PASSAGE »
----

The objective of the QURATOR project is to facilitate the execution of complex tasks in the area of content curation. The human experts performing these tasks typically have limited technical skills and are expected to analyse, aggregate, summarise and re-arrange the information contained in the content collections they work with. The Curation Workflow Manager aims to support these users, by allowing them to flexibly and intuitively define just the workflow they need. Ultimately, the aim is to make this as intuitive as using a single call to a single system. The single system will be the Workflow Manager, and the single call will be the request to process the document collection using a specific workflow. The workflow includes all the needed services (i. e., which services, such as NER, summarisation, topic modeling, clustering, etc. to include, and which parameters, such as language or domain, to set). The order of the services, and which can be parallelised, can be specified, as well as which data needs to be stored internally (for immediate processing) or externally. Afterwards, the processed content collection is meant to be presented in a GUI, featuring the relevant data visualisation components, given the original document collection and the result of the individual semantic enrichment processes that have run.

While from a user’s perspective, this high level description may sound similar to comparable systems like GATE (Section 2), the following description provides an idea of the intended deployment scale and ambition of the workflow manager. Though developed in the context of the QURATOR project, we plan to implement the workflow manager also in the technical platform architecture developed in the project European Language Grid.191919https://www.european-language-grid.eu. The main objective of the project ELG is to create the primary platform for Language Technology in Europe [10]. Release 1 alpha of the European Language Grid platform was made available in March 2020 and provides access to more than 150 services including NER, concept identification, dependency parsing, ASR and TTS.

----

DATA TO USE »
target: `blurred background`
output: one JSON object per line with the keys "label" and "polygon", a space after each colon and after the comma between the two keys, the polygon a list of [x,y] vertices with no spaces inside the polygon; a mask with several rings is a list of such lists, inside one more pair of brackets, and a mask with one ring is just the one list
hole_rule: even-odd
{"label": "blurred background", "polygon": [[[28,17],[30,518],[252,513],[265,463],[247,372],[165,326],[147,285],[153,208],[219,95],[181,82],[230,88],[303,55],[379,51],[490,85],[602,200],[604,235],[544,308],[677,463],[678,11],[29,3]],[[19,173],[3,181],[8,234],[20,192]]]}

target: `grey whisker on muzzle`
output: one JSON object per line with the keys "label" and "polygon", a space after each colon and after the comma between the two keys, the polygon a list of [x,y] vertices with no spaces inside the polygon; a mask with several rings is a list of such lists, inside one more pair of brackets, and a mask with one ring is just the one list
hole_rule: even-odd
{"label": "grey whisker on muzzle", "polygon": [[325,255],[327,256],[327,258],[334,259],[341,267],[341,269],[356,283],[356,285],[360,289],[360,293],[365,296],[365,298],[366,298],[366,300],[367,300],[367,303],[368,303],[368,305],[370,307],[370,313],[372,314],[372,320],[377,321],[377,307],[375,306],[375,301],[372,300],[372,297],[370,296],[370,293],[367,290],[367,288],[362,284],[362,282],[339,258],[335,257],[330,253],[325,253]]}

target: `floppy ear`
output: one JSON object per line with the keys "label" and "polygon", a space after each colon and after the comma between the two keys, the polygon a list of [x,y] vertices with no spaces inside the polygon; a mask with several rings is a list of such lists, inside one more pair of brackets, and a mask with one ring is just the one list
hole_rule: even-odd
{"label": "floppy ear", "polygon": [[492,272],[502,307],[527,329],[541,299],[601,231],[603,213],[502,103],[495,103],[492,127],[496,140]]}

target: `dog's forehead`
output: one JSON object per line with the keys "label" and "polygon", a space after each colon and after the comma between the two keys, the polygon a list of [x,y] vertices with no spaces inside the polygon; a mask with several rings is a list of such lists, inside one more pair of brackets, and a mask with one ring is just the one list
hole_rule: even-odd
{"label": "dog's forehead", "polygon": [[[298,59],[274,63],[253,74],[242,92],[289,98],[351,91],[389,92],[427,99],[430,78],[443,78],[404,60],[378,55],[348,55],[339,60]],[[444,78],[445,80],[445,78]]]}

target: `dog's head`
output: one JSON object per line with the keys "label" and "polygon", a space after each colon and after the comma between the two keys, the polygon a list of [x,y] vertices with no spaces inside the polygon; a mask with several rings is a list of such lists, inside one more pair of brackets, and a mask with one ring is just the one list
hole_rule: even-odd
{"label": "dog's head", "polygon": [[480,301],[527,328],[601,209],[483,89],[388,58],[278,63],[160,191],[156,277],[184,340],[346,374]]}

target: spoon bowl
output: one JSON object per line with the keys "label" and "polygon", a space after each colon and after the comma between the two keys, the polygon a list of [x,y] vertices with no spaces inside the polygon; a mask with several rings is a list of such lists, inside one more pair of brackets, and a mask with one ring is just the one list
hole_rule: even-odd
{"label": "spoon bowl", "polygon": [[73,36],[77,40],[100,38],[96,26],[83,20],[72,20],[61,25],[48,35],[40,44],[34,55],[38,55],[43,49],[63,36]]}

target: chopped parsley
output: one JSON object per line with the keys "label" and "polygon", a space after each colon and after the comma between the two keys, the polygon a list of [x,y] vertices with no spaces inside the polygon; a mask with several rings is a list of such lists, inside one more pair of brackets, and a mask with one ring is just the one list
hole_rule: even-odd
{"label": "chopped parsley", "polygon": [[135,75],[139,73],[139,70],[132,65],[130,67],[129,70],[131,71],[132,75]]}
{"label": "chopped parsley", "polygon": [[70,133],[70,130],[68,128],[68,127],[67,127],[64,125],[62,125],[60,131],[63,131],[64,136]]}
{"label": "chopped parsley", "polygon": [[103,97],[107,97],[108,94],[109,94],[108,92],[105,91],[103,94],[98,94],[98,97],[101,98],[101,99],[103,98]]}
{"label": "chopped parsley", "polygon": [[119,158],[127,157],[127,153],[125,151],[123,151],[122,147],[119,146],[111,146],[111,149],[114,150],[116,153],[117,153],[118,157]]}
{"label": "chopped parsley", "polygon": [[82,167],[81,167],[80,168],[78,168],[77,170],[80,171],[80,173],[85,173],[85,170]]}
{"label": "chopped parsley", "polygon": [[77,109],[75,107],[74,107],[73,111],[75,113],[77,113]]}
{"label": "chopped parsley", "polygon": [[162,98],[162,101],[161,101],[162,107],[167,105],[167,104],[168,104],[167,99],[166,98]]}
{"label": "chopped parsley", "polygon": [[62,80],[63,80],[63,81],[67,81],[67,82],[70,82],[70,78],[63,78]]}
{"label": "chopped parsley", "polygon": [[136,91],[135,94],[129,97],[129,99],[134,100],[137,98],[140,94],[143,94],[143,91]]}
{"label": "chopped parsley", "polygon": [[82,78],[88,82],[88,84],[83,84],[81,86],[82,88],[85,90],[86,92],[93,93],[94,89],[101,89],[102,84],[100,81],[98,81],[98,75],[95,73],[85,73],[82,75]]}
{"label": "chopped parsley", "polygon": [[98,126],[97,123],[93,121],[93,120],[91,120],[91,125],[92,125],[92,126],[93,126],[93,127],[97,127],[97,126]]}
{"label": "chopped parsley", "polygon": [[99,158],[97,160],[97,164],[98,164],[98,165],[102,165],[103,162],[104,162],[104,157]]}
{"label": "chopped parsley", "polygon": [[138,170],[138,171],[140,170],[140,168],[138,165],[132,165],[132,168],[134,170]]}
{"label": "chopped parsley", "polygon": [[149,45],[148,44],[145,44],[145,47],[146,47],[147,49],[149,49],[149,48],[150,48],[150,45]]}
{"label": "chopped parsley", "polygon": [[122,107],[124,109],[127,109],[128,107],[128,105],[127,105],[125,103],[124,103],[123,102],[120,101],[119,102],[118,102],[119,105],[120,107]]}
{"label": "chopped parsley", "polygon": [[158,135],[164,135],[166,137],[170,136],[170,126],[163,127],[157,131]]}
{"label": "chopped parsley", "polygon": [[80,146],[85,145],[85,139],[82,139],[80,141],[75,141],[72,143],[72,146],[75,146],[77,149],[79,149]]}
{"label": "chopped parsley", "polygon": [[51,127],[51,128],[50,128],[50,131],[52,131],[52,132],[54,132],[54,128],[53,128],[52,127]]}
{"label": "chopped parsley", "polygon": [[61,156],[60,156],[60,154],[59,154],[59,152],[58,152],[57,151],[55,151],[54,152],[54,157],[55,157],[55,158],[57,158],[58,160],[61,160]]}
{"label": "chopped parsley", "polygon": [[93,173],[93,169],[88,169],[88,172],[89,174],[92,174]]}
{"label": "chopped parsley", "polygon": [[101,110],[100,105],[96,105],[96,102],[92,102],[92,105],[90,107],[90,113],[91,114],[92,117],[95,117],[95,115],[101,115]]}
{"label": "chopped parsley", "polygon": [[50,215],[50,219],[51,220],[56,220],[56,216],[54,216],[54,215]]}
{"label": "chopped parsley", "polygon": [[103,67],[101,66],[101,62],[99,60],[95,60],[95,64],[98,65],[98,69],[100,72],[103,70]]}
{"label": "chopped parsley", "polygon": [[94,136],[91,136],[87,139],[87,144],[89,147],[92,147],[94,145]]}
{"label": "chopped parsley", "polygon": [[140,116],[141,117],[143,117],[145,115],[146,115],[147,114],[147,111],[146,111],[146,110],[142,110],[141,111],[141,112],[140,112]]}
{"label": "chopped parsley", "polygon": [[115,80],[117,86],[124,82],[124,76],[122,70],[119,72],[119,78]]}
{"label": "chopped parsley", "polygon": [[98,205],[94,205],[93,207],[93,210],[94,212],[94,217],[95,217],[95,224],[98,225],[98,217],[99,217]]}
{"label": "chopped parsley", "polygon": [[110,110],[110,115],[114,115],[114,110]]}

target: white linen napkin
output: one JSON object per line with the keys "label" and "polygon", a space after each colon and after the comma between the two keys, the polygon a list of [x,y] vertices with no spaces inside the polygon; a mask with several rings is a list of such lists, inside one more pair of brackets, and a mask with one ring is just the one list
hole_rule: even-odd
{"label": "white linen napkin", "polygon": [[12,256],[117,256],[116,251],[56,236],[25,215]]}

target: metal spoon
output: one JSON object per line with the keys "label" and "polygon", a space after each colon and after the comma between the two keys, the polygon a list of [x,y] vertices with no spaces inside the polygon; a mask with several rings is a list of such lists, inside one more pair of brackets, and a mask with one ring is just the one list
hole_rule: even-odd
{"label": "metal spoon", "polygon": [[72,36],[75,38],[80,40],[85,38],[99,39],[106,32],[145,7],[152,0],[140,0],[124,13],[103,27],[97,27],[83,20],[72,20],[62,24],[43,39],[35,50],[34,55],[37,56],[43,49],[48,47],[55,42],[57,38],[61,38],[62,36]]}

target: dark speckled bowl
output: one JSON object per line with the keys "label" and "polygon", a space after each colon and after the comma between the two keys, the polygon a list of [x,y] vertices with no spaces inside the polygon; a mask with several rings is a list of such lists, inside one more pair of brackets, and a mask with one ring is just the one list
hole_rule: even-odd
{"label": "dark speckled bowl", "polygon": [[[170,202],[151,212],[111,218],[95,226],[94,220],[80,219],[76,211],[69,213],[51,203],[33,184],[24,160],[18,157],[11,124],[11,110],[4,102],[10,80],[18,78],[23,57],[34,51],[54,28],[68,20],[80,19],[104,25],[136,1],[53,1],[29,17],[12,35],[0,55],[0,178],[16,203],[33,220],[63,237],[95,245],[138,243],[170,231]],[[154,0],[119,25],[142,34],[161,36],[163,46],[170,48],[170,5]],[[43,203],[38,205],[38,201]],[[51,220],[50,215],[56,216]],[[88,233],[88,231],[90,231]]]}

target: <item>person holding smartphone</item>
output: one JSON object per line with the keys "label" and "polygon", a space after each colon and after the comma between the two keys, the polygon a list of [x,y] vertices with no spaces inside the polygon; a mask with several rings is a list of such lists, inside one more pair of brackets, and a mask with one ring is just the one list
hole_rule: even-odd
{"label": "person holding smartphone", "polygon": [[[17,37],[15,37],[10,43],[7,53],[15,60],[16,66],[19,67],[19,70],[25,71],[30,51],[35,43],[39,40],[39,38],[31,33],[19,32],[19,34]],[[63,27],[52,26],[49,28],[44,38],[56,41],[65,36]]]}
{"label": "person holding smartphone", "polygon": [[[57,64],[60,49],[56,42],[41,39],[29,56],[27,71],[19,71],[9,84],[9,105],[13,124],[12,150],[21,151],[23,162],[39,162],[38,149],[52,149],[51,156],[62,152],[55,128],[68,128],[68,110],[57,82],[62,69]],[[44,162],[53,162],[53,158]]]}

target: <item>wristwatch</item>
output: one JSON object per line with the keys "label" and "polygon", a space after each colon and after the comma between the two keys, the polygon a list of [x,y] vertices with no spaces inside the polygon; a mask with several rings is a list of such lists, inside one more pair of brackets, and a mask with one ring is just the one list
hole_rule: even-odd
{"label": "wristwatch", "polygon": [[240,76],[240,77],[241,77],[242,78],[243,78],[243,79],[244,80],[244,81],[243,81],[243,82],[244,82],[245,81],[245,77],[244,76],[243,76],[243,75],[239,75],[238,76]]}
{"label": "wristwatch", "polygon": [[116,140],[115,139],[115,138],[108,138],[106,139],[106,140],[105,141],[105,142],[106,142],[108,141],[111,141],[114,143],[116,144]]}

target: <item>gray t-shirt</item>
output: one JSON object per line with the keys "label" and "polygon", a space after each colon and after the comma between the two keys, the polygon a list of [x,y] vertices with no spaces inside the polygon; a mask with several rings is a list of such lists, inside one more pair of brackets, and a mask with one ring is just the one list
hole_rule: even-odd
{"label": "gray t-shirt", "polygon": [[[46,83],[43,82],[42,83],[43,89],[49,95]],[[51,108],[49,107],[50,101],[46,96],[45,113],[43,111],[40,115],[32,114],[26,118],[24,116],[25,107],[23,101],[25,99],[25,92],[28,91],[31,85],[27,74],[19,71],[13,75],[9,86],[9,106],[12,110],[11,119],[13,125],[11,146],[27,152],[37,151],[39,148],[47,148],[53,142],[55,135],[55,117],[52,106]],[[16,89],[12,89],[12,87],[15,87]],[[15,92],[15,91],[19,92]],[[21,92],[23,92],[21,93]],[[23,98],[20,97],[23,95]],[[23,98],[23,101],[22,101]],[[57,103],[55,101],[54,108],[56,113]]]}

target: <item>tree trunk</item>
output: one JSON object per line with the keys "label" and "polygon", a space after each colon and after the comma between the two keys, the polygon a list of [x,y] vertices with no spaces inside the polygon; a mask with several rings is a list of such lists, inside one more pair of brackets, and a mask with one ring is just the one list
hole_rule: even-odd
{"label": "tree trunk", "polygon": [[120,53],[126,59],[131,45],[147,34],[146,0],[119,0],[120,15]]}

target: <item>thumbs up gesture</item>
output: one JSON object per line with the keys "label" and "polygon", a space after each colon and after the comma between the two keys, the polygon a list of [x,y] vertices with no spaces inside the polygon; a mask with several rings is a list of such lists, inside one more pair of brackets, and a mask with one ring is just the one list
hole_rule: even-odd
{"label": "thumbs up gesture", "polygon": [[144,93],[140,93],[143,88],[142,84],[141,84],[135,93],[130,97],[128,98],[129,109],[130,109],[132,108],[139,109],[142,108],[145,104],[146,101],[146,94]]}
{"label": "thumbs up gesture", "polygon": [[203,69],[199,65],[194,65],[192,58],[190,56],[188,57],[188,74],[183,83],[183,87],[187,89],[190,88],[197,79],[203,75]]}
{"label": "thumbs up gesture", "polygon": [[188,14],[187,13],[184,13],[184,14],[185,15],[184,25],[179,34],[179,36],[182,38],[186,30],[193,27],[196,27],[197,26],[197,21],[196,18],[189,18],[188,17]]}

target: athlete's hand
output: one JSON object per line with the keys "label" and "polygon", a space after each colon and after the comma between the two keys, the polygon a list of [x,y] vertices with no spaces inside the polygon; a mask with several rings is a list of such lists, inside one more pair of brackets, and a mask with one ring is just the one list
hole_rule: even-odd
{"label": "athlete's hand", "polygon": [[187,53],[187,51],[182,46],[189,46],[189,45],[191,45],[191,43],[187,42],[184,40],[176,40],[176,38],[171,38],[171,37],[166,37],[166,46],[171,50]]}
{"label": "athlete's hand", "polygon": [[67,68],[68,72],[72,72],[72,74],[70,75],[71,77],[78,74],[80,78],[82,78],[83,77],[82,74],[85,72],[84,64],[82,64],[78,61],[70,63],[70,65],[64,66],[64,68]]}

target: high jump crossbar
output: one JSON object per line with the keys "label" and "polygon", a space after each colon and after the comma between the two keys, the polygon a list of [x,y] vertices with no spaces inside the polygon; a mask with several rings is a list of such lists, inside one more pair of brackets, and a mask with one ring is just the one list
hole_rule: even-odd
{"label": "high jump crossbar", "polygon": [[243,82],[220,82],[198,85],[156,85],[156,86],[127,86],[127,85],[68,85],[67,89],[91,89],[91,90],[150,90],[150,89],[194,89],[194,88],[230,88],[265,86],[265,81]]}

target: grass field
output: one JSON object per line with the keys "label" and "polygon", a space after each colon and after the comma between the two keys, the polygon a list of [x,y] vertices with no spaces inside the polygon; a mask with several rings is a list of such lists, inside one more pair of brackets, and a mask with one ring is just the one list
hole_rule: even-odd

----

EXERCISE INSTRUCTIONS »
A) According to the passage on the Curation Workflow Manager, when was Release 1 alpha of the European Language Grid platform made available?
B) Select every line in the entries that contains the string "bowl".

RESPONSES TO THE TASKS »
A) March 2020

B)
target: spoon bowl
{"label": "spoon bowl", "polygon": [[73,36],[77,40],[100,38],[96,26],[83,20],[72,20],[61,25],[48,35],[40,44],[34,55],[38,55],[43,49],[63,36]]}
target: dark speckled bowl
{"label": "dark speckled bowl", "polygon": [[[170,202],[151,212],[111,218],[95,226],[94,220],[80,219],[76,211],[69,213],[51,203],[33,184],[24,160],[18,157],[11,124],[11,110],[4,102],[10,80],[18,78],[23,57],[34,51],[54,28],[68,20],[80,19],[104,25],[136,1],[53,1],[29,17],[12,35],[0,55],[0,178],[16,203],[33,220],[63,237],[95,245],[138,243],[170,231]],[[154,0],[119,25],[142,34],[161,36],[163,46],[170,48],[170,5]],[[43,203],[38,205],[38,201]],[[51,220],[50,215],[56,216]],[[88,233],[88,231],[90,231]]]}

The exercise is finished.